→ Activity:
Each line from the one holding "around the distant" through the final line of the data below is to be given again exactly, and no other line is to appear.

(Data entries)
⟨
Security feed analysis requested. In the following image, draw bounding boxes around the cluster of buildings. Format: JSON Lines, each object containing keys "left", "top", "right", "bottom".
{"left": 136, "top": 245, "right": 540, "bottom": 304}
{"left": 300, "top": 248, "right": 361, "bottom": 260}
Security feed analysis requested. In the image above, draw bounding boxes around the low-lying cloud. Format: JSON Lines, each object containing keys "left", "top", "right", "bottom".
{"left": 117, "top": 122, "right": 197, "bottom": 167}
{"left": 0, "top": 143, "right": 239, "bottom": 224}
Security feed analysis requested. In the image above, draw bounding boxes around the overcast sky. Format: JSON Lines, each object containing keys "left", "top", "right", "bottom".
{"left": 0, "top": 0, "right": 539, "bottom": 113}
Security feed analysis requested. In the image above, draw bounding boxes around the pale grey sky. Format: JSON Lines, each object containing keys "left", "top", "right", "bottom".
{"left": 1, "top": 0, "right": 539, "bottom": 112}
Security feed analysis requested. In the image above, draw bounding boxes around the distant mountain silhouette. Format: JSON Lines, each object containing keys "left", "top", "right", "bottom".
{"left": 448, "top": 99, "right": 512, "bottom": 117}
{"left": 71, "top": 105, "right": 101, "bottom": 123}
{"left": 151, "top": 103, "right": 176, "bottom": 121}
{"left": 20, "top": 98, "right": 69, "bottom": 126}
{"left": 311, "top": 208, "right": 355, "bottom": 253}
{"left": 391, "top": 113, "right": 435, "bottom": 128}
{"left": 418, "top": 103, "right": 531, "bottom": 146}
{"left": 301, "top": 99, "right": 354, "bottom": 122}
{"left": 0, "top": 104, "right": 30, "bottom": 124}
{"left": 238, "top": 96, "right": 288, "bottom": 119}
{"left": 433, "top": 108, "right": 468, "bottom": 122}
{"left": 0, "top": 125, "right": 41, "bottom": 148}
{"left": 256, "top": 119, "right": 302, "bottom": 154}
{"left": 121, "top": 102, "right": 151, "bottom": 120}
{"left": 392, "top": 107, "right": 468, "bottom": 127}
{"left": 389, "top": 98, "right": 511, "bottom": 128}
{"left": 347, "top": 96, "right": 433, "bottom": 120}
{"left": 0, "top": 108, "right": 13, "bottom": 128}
⟩
→ Response area:
Security feed analysis requested. In the image above, draw bounding boxes around the distant mountain silhouette. Format: JSON Lines, each object containing keys "left", "top", "right", "bottom".
{"left": 448, "top": 99, "right": 512, "bottom": 117}
{"left": 71, "top": 105, "right": 101, "bottom": 123}
{"left": 151, "top": 103, "right": 176, "bottom": 121}
{"left": 20, "top": 98, "right": 69, "bottom": 126}
{"left": 311, "top": 208, "right": 355, "bottom": 253}
{"left": 391, "top": 113, "right": 435, "bottom": 128}
{"left": 418, "top": 103, "right": 531, "bottom": 146}
{"left": 301, "top": 99, "right": 354, "bottom": 122}
{"left": 0, "top": 104, "right": 30, "bottom": 124}
{"left": 238, "top": 96, "right": 288, "bottom": 119}
{"left": 433, "top": 108, "right": 468, "bottom": 122}
{"left": 0, "top": 125, "right": 41, "bottom": 148}
{"left": 256, "top": 119, "right": 302, "bottom": 154}
{"left": 121, "top": 102, "right": 151, "bottom": 120}
{"left": 392, "top": 107, "right": 468, "bottom": 127}
{"left": 389, "top": 98, "right": 511, "bottom": 128}
{"left": 347, "top": 96, "right": 433, "bottom": 120}
{"left": 0, "top": 108, "right": 13, "bottom": 128}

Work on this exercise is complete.